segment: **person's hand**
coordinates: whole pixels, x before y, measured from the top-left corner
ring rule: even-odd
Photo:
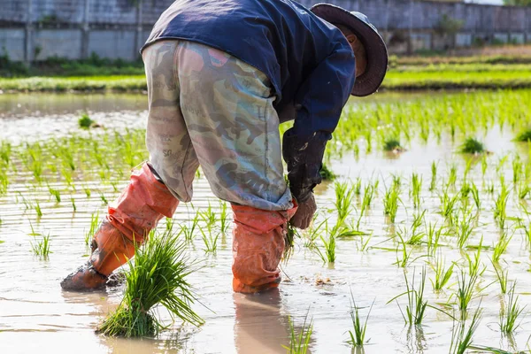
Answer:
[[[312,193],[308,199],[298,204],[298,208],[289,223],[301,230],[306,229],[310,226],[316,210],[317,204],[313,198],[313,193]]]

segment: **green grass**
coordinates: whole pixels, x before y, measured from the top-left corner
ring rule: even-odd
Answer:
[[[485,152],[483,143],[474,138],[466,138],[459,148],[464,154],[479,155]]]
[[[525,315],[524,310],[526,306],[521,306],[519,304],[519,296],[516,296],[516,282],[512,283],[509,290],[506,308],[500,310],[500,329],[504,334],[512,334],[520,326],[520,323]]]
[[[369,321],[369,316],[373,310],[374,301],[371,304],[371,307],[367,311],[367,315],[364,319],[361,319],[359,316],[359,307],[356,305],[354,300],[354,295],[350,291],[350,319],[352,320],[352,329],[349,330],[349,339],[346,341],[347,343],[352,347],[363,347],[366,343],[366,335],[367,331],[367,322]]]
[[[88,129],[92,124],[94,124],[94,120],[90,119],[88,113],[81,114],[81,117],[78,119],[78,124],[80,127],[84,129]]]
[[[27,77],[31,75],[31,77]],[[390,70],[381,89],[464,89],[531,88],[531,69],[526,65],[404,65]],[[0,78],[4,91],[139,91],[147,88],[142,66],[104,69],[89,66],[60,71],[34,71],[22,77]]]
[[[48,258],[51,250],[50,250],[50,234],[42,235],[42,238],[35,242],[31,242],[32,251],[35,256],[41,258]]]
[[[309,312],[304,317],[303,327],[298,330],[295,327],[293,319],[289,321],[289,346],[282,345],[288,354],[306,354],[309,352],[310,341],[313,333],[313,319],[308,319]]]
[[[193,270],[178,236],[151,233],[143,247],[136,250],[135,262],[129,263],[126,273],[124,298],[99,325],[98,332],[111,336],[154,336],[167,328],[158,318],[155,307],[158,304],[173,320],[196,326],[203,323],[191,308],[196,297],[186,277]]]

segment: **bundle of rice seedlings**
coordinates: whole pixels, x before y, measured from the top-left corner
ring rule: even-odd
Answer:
+++
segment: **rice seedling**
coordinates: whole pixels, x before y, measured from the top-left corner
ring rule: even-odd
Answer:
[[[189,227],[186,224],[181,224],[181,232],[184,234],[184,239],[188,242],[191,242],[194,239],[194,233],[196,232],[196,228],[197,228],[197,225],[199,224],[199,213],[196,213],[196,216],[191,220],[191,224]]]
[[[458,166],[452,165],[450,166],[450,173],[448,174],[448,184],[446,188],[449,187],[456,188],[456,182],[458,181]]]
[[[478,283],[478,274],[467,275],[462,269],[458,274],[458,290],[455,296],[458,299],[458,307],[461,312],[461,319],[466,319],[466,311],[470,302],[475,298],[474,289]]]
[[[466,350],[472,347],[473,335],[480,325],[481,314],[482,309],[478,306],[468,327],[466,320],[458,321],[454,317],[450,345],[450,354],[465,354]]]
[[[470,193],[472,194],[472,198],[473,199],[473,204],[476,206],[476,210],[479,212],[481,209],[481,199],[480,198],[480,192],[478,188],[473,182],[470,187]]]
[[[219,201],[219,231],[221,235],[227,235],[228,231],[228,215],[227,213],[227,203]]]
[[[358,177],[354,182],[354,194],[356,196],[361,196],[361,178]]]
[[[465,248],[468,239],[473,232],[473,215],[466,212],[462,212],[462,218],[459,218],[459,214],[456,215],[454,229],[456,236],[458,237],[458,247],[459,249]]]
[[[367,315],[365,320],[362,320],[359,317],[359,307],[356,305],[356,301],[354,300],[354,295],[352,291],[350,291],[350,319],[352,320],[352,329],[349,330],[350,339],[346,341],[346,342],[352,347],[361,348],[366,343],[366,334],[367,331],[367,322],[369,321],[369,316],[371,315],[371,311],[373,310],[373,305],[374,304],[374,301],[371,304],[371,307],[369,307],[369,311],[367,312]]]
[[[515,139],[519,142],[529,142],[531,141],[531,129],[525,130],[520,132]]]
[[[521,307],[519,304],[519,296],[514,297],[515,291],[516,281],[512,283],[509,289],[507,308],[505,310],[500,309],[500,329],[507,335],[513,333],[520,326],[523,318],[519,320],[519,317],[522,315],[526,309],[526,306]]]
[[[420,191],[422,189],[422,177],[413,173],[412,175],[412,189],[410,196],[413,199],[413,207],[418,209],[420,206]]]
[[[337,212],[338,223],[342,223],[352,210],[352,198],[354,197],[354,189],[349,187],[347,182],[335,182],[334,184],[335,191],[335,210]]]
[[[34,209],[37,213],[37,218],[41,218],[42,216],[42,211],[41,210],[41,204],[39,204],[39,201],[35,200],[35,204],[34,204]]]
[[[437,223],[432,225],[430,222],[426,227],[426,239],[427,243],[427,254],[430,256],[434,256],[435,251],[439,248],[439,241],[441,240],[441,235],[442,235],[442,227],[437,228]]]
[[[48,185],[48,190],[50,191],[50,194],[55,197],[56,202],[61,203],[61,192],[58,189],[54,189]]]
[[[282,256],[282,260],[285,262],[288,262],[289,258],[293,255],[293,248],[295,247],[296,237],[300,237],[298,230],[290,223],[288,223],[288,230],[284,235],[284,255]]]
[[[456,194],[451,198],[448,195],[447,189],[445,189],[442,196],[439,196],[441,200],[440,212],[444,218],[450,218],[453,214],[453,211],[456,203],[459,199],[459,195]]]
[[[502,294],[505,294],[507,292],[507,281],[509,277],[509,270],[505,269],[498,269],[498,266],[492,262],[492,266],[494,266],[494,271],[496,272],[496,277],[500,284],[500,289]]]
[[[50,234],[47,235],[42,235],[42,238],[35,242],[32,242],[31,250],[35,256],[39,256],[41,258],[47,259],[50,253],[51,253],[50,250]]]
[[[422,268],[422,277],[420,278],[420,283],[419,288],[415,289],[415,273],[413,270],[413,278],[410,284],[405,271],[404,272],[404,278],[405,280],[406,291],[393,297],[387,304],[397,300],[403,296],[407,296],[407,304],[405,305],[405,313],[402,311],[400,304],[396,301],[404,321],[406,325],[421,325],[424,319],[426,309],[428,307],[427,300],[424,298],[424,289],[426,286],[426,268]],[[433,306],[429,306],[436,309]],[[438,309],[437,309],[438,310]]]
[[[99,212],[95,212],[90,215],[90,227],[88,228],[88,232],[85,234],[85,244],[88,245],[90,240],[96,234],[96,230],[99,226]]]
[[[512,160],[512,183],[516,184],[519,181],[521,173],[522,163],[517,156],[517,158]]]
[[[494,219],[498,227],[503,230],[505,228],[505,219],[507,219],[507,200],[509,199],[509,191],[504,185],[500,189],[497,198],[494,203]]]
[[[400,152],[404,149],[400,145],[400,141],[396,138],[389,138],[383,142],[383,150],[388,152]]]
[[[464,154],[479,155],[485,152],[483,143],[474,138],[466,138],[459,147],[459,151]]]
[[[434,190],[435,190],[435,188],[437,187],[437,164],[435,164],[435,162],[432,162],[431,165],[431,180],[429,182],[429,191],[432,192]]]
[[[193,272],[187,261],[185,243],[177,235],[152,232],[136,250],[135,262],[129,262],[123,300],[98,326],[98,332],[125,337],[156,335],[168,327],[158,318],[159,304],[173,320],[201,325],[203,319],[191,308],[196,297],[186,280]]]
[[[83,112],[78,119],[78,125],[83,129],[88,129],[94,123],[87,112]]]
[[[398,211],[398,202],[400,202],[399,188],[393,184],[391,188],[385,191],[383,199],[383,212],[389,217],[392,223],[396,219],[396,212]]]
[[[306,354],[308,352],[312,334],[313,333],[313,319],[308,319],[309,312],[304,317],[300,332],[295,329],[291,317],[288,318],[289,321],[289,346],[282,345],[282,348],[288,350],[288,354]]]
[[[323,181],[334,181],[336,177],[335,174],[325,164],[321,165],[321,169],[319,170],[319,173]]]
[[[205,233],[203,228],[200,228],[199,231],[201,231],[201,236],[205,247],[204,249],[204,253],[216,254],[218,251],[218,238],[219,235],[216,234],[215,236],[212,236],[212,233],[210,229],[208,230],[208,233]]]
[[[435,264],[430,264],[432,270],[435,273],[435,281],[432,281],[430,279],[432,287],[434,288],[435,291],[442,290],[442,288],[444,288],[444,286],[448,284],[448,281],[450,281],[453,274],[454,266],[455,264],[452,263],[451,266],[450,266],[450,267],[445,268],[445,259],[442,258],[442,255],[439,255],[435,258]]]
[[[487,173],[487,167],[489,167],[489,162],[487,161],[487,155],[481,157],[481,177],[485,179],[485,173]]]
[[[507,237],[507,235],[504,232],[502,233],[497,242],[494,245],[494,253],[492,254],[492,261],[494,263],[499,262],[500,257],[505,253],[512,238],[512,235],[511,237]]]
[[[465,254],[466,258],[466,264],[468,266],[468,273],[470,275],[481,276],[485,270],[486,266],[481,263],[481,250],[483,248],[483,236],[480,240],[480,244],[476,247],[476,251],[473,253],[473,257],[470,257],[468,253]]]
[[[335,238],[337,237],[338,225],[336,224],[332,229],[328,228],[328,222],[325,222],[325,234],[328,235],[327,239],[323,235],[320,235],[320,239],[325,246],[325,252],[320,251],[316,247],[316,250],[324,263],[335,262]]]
+++
▶ _WHAT IS EXPECTED_: Please count the lines in the material above that contain the string "segment", matching case exactly. Reply with only the number.

▶ _TASK RESULT_: 4